### Written problem
Could you copy, word for word, only the lines from the one containing "TARGET: hallway ceiling" through the last line of the records below, both included?

━━━━━ Data for processing

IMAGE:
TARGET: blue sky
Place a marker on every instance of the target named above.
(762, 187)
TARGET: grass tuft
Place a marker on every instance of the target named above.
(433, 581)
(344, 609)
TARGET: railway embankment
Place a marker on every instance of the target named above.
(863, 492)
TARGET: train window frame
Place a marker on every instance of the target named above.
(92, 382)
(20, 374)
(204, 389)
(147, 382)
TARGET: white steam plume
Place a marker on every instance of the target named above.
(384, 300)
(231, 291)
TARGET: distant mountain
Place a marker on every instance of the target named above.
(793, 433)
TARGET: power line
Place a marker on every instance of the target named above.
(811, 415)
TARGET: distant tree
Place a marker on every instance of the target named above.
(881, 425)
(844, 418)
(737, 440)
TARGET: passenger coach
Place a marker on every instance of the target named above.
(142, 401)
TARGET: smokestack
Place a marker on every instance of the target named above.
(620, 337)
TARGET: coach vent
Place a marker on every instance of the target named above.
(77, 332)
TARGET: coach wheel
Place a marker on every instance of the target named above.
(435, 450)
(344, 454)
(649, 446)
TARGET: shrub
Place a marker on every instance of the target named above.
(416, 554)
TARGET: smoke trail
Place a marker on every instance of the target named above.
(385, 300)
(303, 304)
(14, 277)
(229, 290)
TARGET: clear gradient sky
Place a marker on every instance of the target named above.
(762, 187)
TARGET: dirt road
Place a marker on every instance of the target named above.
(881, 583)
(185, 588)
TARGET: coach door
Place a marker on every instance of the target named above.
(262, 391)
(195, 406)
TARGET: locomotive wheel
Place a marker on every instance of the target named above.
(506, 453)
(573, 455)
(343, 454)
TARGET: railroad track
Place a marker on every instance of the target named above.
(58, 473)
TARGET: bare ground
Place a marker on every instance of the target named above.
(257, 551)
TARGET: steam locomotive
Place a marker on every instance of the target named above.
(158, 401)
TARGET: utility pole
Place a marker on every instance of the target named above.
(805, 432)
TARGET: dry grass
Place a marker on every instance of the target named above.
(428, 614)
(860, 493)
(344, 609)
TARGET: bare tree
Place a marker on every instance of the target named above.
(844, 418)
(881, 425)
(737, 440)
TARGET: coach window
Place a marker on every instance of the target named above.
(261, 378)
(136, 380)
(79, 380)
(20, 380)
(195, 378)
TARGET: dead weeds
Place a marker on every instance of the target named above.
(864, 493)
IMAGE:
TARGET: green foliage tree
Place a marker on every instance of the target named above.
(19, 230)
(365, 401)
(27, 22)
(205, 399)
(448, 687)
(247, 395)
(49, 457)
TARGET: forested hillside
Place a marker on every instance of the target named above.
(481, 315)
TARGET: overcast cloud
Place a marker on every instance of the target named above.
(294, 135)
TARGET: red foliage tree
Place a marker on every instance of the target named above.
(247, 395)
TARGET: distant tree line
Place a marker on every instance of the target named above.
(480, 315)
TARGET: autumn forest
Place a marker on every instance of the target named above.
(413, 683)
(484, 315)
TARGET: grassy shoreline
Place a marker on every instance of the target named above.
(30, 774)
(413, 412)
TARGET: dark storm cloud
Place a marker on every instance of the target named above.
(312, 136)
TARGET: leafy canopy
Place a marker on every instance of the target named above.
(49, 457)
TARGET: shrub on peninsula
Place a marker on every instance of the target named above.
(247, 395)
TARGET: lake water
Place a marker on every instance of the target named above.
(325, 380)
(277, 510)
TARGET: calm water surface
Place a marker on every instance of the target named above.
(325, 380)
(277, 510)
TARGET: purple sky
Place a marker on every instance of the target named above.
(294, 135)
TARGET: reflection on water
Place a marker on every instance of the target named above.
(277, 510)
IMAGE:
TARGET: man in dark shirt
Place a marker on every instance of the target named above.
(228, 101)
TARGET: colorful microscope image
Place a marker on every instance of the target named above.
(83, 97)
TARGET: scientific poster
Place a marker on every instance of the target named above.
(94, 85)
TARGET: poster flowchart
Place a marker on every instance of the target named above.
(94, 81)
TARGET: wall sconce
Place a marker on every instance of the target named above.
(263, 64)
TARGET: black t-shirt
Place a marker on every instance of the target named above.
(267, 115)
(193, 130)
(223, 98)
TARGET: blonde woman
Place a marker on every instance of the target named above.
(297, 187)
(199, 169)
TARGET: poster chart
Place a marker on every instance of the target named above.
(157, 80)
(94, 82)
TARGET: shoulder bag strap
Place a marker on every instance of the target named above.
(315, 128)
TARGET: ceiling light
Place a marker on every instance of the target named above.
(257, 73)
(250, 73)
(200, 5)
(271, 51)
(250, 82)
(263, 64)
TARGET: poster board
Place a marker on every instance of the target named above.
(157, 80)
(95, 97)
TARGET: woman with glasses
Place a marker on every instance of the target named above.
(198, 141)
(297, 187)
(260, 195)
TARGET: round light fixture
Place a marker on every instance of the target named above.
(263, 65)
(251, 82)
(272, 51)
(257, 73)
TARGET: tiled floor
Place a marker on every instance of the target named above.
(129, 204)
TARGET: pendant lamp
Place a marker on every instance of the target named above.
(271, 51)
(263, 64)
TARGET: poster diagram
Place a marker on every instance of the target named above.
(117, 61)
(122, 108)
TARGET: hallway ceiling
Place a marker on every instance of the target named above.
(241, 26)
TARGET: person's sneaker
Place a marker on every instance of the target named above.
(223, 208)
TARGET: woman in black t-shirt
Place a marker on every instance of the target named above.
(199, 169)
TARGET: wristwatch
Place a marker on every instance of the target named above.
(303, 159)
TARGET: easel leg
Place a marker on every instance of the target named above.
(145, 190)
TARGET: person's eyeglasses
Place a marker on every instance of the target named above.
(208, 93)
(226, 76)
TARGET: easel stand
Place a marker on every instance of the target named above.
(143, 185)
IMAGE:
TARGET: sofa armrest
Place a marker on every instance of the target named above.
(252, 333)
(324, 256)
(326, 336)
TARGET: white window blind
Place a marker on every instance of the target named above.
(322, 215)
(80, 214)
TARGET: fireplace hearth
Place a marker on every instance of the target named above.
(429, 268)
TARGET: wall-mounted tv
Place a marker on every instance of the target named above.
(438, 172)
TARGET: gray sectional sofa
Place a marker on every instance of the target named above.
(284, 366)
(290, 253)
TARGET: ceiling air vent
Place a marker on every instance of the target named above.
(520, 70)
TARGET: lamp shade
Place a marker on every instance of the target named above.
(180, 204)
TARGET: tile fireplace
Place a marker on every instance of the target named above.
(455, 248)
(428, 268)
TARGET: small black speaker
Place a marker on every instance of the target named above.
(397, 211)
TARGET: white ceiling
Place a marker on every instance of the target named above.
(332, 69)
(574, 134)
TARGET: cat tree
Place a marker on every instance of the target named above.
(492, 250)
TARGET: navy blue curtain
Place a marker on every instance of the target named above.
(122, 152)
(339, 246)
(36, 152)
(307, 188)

━━━━━━━━━━

### Result for this exercise
TARGET: hallway ceiling
Place a marker on every instance of the target named above.
(241, 26)
TARGET: person's sneaker
Place a marker on every instance of the target named above.
(223, 208)
TARGET: woman in black t-shirt
Place a marker on every instance of the target named above.
(199, 169)
TARGET: wristwatch
Place a marker on every instance of the target named above.
(303, 159)
TARGET: easel leg
Place a marker on every instance of the target named above.
(145, 190)
TARGET: person's eyeglasses
Place a marker on every instance of the target named above.
(208, 93)
(226, 76)
TARGET: easel stand
Place a marker on every instance of the target named above.
(143, 185)
IMAGE:
TARGET: sofa armrest
Place a marker on every instance of the target named above.
(252, 333)
(324, 256)
(326, 336)
TARGET: white window blind
Place a marker on every instance of the target named above.
(322, 215)
(80, 214)
TARGET: fireplace hearth
Place a marker on every instance of the target named above.
(429, 268)
TARGET: wall-mounted tv
Place a marker on every instance of the target named above.
(438, 172)
TARGET: gray sectional sofa
Place a marker on every instance of the target named above.
(284, 366)
(290, 253)
TARGET: ceiling air vent
Place a marker on every instance of the target named above.
(520, 70)
TARGET: lamp shade
Place a marker on every instance of the target named above.
(180, 204)
TARGET: tile fireplace
Place a marker on every instance of the target named above.
(455, 248)
(428, 268)
TARGET: small black speaker
Place a marker on every instance of the target named above.
(397, 211)
TARGET: white ceiling
Place a marker on every instance of the target named above.
(332, 69)
(574, 134)
TARGET: cat tree
Place a marker on every instance of the target named above.
(492, 250)
TARGET: navy blue curtain
Place a marker on every instance of the target named above.
(122, 152)
(339, 246)
(36, 152)
(307, 188)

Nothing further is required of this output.